Zu den Abteilungen Urgeschichtliche Archäologie sowie Frühgeschichtliche Archäologie und Archäologie des Mittelalters des IAW  gehört eine umfangreiche Fundsammlung, die bereits im 19. Jh. zu Lehrzwecken angelegt wurde. Die über 11.000 einzelnen Objekte umfassen ein Spektrum vom Paläolithikum bis zur Neuzeit. Regionale Fundorte werden durch einige außereuropäische ergänzt. Einen Schwerpunkt bilden urgeschichtliche Artefakte aus Süddeutschland sowie Frankreich und der Schweiz. Die Geschichte der Lehrsammlung bietet Anknüpfungspunkte nicht nur an die Institutsgeschichte, sondern auch an die der städtischen Museen Freiburgs und der Denkmalpflege.

Fotos der Objekte sowie knappe Informationen dazu finden sich in der Bilddatenbank Freikon.

 

Kurzabriss zur Geschichte

Die Anfänge der Sammlung reichen ins 19. Jh. zurück. Einige Gegenstände der Sammlung haben ihren Ursprung in der archäologischen Privatsammlung des Freiburger Anatomen Prof. Alexander Ecker, der diese 1867 der Albert-Ludwigs-Universität zum Geschenk machte. Zusammen mit Steinwerkzeugen aus der Sammlung des Mineralogen Heinrich Fischers bildeten sie den Grundstock des damals von beiden neu gegründeten „Museums für Urgeschichte und Ethnographie“ an der Universität.

Die Leitung des Museums lag für viele Dekaden in den Händen der Professoren für Anthropologie/Anatomie und Geologie/Mineralogie. Der erste Urgeschichtlicher, Georg Kraft, kam erst 1926 an die Universität. Bereits 1904 wurde der ethnografische Bestand als Dauerleihgabe an die Stadt Freiburg übergeben, wo er in die städtische natur- und völkerkundliche Sammlung integriert wurde (heute Museum Natur und Mensch).

• **Zu erledigende Aufgaben**:
1. Geben Sie den Absatz des Auszugs zur archäologischen Lehrsammlung, der mit „Die Anfänge der Sammlung“ beginnt, in kürzerer Form wieder und behalten Sie dabei seine wesentlichen Fakten bei.
2. Führen Sie den Text zur Geschichte der archäologischen Lehrsammlung im Anschluss an seinen letzten Satz fort.
Die Datensätze unten stammen aus einer anderen Quelle.

• **Bereitgestellte Angaben**:

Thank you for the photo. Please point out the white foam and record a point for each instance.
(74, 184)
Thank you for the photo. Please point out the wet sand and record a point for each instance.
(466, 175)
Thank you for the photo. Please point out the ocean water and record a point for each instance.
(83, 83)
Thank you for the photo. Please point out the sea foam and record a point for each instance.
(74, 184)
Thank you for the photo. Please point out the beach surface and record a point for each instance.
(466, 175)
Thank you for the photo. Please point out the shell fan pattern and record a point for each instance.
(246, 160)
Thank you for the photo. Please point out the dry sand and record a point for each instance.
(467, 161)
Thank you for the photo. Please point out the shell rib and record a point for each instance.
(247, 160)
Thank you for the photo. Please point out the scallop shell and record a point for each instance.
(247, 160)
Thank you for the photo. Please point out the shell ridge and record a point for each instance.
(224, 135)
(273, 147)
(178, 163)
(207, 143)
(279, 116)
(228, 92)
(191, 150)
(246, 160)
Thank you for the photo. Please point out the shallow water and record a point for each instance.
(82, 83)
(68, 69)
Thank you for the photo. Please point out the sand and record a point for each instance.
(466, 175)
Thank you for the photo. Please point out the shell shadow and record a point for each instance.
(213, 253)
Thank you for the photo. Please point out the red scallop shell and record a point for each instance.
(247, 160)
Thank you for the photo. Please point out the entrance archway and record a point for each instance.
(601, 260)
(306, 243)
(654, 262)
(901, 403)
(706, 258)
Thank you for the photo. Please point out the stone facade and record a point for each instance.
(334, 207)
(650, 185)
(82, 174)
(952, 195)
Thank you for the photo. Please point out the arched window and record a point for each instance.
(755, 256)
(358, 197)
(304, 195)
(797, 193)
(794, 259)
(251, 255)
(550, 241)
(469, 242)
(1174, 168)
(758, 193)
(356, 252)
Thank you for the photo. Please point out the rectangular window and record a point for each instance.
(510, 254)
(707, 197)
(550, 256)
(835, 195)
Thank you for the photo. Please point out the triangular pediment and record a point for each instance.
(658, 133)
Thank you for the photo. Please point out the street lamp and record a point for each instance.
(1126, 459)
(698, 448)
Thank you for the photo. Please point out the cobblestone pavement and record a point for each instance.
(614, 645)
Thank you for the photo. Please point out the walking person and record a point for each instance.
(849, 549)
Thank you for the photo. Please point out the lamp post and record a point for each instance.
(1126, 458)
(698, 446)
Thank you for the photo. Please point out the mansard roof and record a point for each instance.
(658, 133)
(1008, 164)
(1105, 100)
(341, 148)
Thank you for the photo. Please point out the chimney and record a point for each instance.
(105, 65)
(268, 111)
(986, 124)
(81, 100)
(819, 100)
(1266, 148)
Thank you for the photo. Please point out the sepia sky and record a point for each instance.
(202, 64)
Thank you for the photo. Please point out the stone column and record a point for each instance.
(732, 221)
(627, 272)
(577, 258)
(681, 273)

• **Die Antworten**:
1. Die Sammlung geht ins 19. Jh. zurück: 1867 schenkte der Freiburger Anatom Prof. Alexander Ecker seine archäologische Privatsammlung der Albert-Ludwigs-Universität. Zusammen mit Steinwerkzeugen aus der Sammlung des Mineralogen Heinrich Fischers bildete sie den Grundstock des von beiden gegründeten „Museums für Urgeschichte und Ethnographie“ an der Universität.

2.
In der ersten Hälfte des 20. Jhs. wurde der damalige Bestand in einem Inventurbuch erfasst, das sowohl Auskunft über die Zusammensetzung des Fundbestandes gibt, aber auch Hinweise enthält, welche Objekte aus zeitgenössischen Grabungen, Schenkungen, Ankäufen und über Tausch in die Sammlung gelangt sind.

1936 wurde die Lehrsammlung mit der archäologischen Sammlung der Stadt Freiburg zusammengelegt und in einem neu gestalteten „Museum für Urgeschichte“ im Adelhauserkloster präsentiert. Das dort gemeinsam mit der Bodendenkmalpflege untergebrachte neu gegründete „Institut für Ur- und Frühgeschichte“ überstand den 2. Weltkrieg weitgehend unbeschädigt.  Im Juli 1949 konnte auch die Dauerausstellung wieder für das Publikum geöffnet werden. 1961 wurde das Museum für Urgeschichte allerdings geschlossen, die Sammlungen verpackt und eingelagert. Maschinengeschriebene Packzettel überliefern den damaligen Bestand.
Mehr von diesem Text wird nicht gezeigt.